*Working data*.
== Segment start ==
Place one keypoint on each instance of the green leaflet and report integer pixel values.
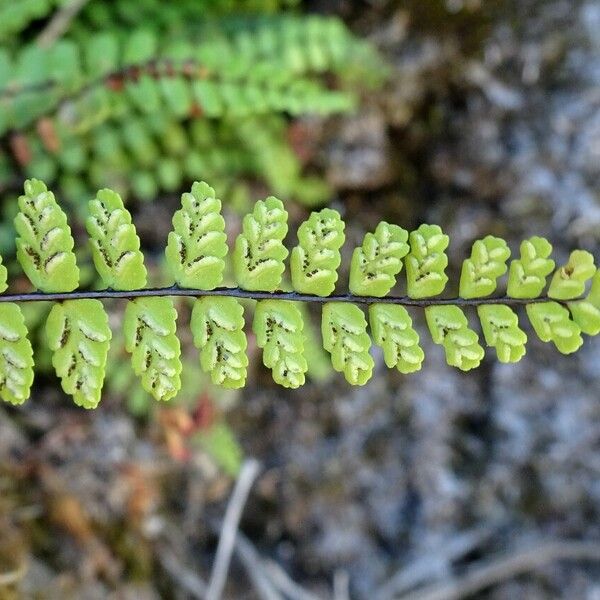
(501, 330)
(586, 313)
(259, 251)
(16, 354)
(198, 243)
(481, 271)
(376, 263)
(79, 336)
(527, 276)
(426, 262)
(149, 327)
(218, 328)
(45, 244)
(278, 327)
(569, 281)
(552, 323)
(316, 258)
(449, 327)
(392, 329)
(115, 243)
(344, 331)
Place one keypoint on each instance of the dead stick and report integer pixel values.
(248, 474)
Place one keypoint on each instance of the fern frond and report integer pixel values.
(59, 101)
(218, 328)
(501, 330)
(449, 327)
(480, 273)
(376, 263)
(316, 258)
(44, 242)
(259, 251)
(527, 275)
(569, 281)
(79, 335)
(586, 313)
(198, 243)
(16, 354)
(149, 327)
(392, 329)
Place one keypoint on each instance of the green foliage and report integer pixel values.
(218, 328)
(480, 273)
(392, 329)
(44, 242)
(149, 326)
(77, 327)
(552, 323)
(501, 330)
(569, 281)
(278, 326)
(115, 244)
(15, 16)
(527, 276)
(259, 251)
(345, 337)
(449, 327)
(219, 441)
(586, 313)
(3, 277)
(316, 258)
(79, 336)
(128, 107)
(16, 355)
(198, 244)
(376, 263)
(426, 262)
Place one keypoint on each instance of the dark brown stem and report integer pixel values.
== Segment end ==
*Problem to solve*. Copy every line of the listing above exactly. Leave each picture out.

*The completed task*.
Place one keypoint on each instance of the green leaflet and report integer pixel values.
(501, 330)
(586, 313)
(259, 251)
(16, 354)
(198, 243)
(481, 271)
(376, 263)
(79, 336)
(527, 276)
(426, 262)
(149, 327)
(218, 328)
(45, 244)
(278, 327)
(569, 281)
(552, 323)
(316, 258)
(449, 327)
(392, 329)
(115, 243)
(344, 331)
Place one keypoint on each instance of the dead stick and report integer pixel values.
(248, 474)
Place one keypoint on each instance of the fern frond and report integer pixel values.
(59, 101)
(218, 328)
(501, 330)
(449, 327)
(480, 273)
(376, 263)
(316, 258)
(44, 242)
(259, 251)
(527, 275)
(569, 281)
(79, 335)
(586, 313)
(198, 243)
(16, 354)
(149, 327)
(392, 329)
Place one keypoint on each instance of the green foliage and report integer pixel values.
(218, 328)
(480, 273)
(392, 329)
(44, 242)
(149, 326)
(77, 327)
(552, 323)
(501, 330)
(569, 281)
(278, 326)
(115, 244)
(15, 16)
(527, 276)
(259, 251)
(345, 337)
(449, 327)
(219, 441)
(586, 313)
(3, 277)
(316, 258)
(79, 336)
(128, 107)
(16, 355)
(198, 244)
(376, 263)
(426, 262)
Place one keypoint on each instance of the dark brown stem and report integer pixel values.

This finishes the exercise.